AIM OF THE EXERCISE: Tally the lines in the items below that contain the word "knife", treating uppercase and lowercase as different. Reply with the number alone.

-- START OF RECORDS TO USE --

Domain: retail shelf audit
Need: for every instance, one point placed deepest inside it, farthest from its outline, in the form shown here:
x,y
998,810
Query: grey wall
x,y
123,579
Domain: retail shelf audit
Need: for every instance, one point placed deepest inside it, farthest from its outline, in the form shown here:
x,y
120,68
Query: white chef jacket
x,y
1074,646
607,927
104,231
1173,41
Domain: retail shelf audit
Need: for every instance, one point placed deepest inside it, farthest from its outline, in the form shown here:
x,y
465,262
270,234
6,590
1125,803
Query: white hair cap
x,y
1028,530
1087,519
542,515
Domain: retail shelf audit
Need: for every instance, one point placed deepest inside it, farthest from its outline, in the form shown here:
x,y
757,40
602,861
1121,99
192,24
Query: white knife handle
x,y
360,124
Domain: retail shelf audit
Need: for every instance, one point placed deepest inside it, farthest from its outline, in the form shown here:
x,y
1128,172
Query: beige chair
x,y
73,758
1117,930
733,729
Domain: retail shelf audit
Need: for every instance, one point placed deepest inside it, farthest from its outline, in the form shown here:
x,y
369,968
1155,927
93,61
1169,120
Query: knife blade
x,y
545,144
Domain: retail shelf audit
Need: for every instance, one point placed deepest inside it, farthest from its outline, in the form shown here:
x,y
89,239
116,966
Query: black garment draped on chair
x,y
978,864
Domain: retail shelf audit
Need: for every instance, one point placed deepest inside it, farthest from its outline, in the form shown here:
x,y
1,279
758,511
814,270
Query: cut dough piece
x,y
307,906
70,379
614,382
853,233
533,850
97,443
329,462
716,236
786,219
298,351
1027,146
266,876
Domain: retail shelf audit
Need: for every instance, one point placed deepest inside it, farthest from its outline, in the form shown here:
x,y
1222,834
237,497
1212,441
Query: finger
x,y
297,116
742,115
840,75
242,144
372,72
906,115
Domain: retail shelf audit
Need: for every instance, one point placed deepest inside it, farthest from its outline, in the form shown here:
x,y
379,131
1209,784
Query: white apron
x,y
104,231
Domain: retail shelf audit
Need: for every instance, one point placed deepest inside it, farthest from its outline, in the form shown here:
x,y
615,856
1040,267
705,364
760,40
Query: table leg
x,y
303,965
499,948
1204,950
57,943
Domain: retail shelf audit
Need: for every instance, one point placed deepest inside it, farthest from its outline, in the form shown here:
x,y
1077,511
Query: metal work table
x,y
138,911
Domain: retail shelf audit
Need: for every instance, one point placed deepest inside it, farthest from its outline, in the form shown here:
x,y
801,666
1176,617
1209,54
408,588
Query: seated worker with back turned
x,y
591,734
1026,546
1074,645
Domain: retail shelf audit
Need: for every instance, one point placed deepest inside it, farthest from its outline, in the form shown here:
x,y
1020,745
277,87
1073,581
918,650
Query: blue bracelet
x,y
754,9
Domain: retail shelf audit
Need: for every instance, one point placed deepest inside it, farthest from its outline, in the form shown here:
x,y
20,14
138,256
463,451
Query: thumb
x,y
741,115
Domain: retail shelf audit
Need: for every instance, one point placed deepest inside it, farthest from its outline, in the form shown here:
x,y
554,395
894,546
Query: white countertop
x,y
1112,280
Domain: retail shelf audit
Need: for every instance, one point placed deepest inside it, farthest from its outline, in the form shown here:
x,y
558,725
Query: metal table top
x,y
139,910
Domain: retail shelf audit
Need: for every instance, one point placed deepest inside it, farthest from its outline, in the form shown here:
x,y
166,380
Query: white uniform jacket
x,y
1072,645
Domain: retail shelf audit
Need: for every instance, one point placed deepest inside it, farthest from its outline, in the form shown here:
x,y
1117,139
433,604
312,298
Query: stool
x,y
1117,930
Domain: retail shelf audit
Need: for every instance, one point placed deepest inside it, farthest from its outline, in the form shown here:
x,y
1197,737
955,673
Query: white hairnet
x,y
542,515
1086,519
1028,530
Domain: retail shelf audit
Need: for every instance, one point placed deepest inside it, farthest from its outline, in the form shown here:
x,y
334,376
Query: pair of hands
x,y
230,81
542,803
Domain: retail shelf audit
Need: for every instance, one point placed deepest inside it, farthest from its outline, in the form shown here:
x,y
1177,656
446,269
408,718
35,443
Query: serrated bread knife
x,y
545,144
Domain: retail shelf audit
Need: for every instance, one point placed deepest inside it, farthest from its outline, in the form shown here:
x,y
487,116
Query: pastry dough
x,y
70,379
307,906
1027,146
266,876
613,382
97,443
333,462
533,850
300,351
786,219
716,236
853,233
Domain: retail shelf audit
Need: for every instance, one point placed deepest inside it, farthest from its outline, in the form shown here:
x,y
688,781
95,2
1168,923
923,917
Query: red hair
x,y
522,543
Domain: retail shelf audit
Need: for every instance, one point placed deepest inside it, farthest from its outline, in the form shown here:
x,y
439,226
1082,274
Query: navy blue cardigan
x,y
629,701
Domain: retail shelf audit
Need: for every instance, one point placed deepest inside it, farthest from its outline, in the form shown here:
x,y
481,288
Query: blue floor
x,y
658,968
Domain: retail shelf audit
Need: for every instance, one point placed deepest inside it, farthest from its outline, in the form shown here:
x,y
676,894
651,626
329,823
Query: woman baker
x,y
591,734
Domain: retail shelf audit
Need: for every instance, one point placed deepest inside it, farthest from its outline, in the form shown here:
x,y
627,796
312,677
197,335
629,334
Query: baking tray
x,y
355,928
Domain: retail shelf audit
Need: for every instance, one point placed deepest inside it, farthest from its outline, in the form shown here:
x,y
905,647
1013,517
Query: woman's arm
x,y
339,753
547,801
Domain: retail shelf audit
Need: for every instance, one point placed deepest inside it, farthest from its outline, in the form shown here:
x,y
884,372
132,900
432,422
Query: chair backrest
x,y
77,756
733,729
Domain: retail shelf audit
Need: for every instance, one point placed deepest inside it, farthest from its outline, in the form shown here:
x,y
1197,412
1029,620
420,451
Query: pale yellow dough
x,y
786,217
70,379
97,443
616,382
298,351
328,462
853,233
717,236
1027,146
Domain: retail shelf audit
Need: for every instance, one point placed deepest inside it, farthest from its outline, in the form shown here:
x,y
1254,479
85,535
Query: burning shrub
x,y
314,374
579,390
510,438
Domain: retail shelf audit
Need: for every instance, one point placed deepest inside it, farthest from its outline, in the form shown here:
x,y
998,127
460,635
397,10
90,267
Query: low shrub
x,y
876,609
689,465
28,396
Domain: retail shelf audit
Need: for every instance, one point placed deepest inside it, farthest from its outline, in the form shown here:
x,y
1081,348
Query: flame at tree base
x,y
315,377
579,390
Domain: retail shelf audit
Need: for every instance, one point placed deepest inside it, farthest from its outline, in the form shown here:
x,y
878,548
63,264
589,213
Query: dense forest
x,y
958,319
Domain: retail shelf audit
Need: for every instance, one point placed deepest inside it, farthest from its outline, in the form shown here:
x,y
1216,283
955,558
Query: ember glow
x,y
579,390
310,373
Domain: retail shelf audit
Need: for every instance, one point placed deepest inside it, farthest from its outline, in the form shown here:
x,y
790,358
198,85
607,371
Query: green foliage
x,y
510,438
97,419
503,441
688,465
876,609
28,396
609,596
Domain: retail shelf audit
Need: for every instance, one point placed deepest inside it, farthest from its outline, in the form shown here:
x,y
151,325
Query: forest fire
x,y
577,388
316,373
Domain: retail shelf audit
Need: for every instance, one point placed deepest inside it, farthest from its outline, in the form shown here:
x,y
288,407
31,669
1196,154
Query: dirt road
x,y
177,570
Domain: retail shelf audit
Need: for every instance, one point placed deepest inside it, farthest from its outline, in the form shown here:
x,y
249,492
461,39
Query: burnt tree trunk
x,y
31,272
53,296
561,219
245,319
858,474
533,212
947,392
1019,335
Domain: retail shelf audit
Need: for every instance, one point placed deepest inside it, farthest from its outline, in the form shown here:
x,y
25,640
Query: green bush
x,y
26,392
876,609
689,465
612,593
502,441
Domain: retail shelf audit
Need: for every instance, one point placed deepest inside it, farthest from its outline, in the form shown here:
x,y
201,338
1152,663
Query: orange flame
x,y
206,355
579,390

-- END OF RECORDS TO USE --

THE SOLUTION: 3